## THE PROBLEM:
Rewrite the lines from the one containing "Target: gray background wall" through the end of the records, inclusive, with "gray" replaced by "white" and nothing else altered.

* BEGIN DATA TO USE *

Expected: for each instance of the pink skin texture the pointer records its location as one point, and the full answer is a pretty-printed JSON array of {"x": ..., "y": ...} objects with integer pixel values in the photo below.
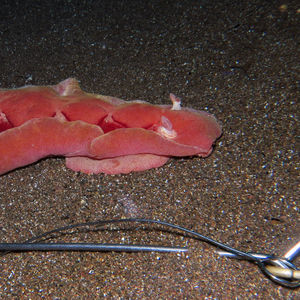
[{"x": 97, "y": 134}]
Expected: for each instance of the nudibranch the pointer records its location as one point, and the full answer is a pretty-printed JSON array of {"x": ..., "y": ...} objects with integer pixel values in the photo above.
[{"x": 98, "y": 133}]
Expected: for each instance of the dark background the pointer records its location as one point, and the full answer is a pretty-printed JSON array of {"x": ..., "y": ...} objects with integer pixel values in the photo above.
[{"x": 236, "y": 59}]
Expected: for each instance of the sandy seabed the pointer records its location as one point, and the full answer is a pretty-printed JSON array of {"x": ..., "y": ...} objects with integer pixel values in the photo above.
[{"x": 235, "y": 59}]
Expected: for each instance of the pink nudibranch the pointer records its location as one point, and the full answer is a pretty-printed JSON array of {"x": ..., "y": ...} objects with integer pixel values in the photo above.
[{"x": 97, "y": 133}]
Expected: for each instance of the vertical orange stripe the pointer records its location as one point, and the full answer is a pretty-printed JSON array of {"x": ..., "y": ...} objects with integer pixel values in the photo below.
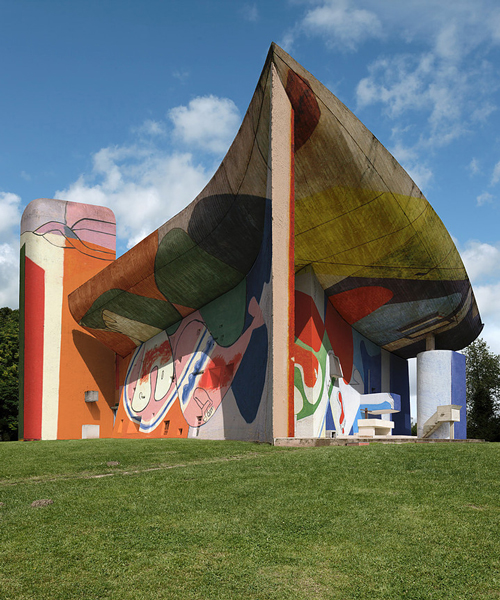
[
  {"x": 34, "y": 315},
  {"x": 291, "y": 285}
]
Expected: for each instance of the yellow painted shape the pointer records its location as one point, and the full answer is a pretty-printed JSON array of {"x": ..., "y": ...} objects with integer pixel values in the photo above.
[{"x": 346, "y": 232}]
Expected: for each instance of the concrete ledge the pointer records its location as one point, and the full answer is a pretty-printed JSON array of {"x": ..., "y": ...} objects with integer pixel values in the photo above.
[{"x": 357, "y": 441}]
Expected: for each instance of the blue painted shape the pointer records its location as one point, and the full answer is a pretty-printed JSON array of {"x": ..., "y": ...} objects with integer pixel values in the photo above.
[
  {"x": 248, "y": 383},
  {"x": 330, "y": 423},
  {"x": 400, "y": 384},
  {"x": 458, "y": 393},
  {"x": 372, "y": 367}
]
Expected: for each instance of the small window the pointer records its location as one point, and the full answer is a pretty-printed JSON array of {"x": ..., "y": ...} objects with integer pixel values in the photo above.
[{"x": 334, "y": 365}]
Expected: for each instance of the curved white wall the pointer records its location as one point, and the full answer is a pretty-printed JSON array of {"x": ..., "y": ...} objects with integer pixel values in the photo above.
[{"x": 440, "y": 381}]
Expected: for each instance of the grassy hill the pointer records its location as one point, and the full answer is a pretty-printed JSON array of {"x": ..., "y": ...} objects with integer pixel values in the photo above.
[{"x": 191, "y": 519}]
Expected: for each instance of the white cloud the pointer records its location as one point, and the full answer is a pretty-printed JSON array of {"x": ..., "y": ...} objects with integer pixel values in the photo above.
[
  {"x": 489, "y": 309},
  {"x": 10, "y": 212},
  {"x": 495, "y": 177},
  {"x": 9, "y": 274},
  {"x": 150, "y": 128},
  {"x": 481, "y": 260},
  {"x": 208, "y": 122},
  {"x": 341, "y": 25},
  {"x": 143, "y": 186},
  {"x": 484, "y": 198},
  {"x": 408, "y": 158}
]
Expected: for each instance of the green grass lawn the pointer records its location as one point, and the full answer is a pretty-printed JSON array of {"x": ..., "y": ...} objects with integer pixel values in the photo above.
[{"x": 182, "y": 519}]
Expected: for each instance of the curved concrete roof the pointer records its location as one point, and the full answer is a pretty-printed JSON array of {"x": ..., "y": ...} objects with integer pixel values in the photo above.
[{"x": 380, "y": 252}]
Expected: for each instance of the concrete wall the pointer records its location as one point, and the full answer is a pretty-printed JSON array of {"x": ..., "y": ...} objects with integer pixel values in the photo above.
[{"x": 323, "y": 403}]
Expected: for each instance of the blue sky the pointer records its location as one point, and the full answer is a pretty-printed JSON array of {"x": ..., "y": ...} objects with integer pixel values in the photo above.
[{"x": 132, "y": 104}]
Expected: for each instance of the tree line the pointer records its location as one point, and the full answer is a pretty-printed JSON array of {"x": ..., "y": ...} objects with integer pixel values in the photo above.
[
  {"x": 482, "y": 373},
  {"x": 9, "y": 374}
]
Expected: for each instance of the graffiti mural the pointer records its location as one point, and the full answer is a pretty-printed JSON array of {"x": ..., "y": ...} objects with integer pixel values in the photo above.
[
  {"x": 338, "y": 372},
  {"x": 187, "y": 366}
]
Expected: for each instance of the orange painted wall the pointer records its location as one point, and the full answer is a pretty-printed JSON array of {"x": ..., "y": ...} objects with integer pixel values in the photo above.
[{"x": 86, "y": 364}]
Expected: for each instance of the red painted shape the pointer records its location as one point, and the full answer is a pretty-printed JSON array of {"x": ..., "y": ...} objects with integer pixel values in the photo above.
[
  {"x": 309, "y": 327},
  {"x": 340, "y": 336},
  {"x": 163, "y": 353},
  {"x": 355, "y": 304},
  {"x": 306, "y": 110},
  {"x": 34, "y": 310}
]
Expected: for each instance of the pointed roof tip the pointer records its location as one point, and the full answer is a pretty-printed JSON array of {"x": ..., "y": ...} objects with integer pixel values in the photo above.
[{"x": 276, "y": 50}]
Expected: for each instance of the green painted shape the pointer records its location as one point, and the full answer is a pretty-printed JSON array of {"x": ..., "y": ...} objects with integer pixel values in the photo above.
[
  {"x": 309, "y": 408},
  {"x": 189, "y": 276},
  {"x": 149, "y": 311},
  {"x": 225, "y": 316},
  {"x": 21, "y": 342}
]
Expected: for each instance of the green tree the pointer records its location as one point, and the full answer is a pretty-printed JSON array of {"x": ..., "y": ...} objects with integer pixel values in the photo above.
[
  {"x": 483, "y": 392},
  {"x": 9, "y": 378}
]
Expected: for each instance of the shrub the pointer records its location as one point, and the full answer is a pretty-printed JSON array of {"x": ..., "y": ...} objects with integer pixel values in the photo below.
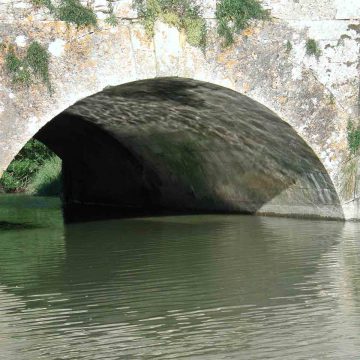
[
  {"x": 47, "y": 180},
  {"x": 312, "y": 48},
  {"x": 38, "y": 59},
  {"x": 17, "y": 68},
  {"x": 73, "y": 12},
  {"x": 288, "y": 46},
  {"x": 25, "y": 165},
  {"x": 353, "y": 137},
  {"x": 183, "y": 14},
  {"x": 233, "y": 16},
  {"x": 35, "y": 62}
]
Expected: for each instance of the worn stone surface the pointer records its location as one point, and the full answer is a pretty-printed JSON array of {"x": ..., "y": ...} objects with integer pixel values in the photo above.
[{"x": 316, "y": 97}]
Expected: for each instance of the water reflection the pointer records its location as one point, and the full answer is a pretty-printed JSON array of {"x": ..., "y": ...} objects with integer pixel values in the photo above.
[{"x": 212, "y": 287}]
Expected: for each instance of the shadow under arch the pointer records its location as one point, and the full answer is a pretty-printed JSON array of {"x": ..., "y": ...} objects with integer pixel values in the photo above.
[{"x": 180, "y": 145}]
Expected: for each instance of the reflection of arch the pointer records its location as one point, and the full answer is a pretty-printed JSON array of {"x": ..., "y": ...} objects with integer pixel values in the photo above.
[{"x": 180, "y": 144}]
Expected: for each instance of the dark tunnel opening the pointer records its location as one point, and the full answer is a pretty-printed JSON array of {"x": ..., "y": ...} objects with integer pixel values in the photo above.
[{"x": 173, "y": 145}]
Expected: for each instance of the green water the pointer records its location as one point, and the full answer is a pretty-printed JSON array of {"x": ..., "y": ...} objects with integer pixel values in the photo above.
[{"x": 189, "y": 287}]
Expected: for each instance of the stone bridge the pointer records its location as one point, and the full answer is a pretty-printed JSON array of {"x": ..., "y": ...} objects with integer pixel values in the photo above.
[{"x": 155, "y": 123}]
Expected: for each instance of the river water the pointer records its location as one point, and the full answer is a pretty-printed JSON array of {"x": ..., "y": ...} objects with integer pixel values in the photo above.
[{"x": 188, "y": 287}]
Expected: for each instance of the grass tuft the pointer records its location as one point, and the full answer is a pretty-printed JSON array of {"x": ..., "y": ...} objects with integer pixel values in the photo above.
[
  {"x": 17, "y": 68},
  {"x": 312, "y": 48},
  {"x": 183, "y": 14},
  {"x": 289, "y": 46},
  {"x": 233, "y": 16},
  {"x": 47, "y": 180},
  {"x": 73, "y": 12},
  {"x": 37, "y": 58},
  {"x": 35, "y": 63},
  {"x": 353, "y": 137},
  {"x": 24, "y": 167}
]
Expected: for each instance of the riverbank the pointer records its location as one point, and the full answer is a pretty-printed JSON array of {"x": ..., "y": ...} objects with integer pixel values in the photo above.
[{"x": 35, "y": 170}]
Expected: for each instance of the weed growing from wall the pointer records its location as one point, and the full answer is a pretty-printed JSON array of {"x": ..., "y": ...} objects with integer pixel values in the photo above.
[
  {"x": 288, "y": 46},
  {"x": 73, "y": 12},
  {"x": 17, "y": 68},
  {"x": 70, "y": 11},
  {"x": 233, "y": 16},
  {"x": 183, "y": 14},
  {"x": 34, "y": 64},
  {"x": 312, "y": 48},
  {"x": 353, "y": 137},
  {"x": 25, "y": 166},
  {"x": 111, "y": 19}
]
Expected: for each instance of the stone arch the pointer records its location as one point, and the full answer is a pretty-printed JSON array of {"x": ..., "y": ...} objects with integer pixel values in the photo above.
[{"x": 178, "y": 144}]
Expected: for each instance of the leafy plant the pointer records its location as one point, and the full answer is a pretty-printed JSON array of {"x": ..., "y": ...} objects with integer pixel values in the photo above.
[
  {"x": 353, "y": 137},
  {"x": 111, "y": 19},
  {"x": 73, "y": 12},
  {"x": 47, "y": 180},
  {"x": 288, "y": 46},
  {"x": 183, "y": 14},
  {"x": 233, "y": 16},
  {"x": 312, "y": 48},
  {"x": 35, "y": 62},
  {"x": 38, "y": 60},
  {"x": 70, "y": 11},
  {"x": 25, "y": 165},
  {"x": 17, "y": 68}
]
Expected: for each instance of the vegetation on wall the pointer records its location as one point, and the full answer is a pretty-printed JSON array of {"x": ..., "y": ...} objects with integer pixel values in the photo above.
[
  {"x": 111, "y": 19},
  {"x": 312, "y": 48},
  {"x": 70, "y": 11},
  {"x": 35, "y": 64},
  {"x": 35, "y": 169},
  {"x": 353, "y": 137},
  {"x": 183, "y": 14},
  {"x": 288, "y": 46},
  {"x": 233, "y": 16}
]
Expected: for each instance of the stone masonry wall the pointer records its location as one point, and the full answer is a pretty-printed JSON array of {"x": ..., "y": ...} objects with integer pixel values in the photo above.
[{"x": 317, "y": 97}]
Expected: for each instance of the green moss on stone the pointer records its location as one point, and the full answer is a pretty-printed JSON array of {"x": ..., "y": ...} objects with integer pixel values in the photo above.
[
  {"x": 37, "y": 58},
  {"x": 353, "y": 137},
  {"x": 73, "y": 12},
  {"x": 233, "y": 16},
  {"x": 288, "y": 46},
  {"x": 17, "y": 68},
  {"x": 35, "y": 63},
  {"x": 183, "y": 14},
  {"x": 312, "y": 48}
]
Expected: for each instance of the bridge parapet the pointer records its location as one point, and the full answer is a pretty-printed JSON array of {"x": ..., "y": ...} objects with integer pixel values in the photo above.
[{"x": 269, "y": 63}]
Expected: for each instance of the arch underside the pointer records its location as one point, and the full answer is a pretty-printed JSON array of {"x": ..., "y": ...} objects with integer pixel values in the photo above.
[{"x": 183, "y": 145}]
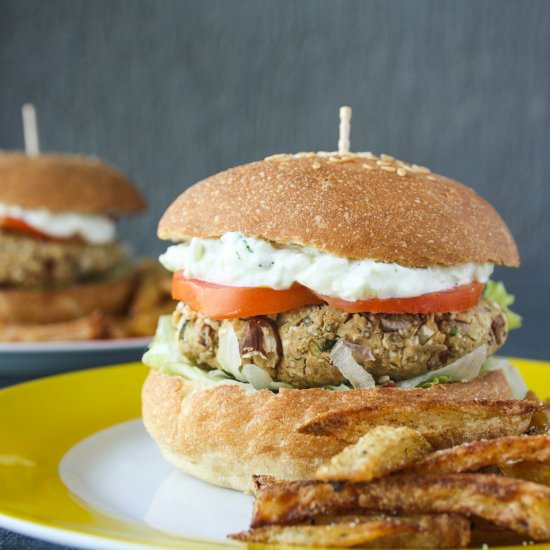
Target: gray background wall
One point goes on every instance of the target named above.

* END DATA TO USE *

## OUTPUT:
Target: white background wall
One point goes on every instance of the target named above.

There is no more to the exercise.